**PROBLEM REQUIREMENTS:** Pick out every line of the data below that contains the word "flower" and copy each one.
-- start --
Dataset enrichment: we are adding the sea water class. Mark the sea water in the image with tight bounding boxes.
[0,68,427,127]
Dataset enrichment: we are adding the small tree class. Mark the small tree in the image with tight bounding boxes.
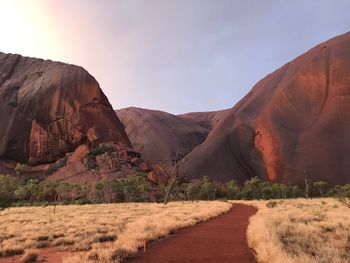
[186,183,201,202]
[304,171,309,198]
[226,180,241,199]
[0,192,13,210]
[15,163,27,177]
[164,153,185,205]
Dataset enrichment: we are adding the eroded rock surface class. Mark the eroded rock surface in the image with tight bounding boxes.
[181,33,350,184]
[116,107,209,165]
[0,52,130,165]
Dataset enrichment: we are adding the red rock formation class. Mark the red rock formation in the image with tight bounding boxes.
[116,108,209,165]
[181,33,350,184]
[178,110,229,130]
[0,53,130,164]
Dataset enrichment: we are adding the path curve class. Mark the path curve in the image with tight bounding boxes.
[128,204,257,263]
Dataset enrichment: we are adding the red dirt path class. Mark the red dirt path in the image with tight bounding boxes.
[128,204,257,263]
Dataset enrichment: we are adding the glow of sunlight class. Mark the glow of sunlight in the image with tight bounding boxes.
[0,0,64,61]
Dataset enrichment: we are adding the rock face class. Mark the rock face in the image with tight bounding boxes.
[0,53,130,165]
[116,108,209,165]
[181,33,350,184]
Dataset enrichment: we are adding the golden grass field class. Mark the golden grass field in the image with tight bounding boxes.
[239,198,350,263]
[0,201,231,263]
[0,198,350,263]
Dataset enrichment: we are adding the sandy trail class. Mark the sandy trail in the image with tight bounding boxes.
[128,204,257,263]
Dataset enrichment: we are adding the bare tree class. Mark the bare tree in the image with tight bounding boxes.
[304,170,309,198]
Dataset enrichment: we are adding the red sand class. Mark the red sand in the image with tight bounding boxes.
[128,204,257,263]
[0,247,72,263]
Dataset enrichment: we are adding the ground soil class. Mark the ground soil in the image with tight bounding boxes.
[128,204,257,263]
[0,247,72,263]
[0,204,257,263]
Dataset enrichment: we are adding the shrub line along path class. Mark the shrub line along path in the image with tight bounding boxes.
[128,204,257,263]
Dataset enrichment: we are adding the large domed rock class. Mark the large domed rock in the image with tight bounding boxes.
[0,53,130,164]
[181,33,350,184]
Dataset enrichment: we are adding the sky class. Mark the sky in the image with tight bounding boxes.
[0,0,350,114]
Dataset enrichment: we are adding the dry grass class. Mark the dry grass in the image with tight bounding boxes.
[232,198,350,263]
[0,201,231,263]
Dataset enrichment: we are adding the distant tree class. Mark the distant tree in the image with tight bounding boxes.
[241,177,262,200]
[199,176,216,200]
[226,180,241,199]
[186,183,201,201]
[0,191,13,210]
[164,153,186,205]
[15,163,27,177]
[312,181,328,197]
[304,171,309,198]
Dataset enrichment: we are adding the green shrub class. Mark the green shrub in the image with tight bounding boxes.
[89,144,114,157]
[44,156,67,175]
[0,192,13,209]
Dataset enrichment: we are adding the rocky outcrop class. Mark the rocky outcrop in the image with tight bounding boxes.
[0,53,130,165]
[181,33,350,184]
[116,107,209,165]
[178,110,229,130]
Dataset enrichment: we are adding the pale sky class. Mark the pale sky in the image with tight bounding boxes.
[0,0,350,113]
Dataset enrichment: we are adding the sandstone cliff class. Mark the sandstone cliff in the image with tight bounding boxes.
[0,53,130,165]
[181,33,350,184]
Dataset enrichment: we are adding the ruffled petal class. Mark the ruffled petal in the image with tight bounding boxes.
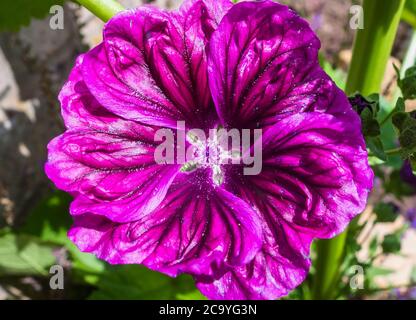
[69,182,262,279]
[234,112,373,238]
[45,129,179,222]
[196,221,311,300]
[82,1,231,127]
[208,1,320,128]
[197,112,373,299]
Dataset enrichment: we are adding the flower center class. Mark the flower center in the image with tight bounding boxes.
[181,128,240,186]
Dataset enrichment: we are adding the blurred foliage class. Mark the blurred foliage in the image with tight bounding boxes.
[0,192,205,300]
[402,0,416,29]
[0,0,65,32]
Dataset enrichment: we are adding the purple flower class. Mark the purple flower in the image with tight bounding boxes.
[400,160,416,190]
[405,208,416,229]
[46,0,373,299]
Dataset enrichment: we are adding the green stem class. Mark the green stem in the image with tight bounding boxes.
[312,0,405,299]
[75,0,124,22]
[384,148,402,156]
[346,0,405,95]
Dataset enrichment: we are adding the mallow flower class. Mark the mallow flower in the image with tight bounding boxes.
-- end --
-- start --
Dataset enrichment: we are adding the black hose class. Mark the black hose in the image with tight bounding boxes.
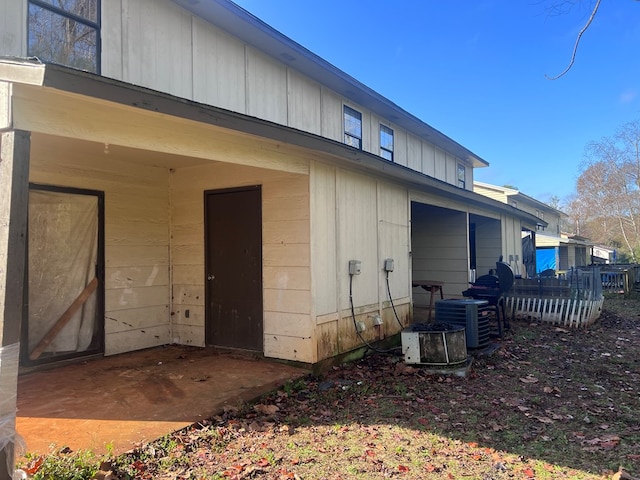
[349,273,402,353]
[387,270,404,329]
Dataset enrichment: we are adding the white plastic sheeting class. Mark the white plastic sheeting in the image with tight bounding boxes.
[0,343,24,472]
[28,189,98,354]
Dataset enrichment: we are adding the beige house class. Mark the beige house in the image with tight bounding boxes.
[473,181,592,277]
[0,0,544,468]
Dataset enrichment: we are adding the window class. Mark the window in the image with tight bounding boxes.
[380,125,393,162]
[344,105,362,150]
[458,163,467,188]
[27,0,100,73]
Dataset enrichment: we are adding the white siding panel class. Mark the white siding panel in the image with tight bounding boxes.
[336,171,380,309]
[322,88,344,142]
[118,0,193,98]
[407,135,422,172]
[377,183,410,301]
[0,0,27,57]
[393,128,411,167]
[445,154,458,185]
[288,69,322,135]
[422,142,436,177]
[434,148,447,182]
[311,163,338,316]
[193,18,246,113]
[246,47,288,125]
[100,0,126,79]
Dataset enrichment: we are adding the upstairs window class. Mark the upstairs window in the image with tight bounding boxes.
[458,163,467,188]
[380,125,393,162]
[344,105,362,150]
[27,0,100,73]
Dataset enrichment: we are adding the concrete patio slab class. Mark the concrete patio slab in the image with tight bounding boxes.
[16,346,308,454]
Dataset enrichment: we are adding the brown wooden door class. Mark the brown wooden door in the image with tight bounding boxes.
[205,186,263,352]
-- end --
**EXERCISE OUTPUT:**
Dataset enrichment: we are adding the flower center class. Mark the flower center in the image with tight bounding boxes.
Dataset enrichment: we are adding the purple flower class. Mark the purple flower in the image with tight bounding boxes.
Dataset enrichment: we are adding the mallow flower class. Mark the mallow flower in the image with tight bounding boxes.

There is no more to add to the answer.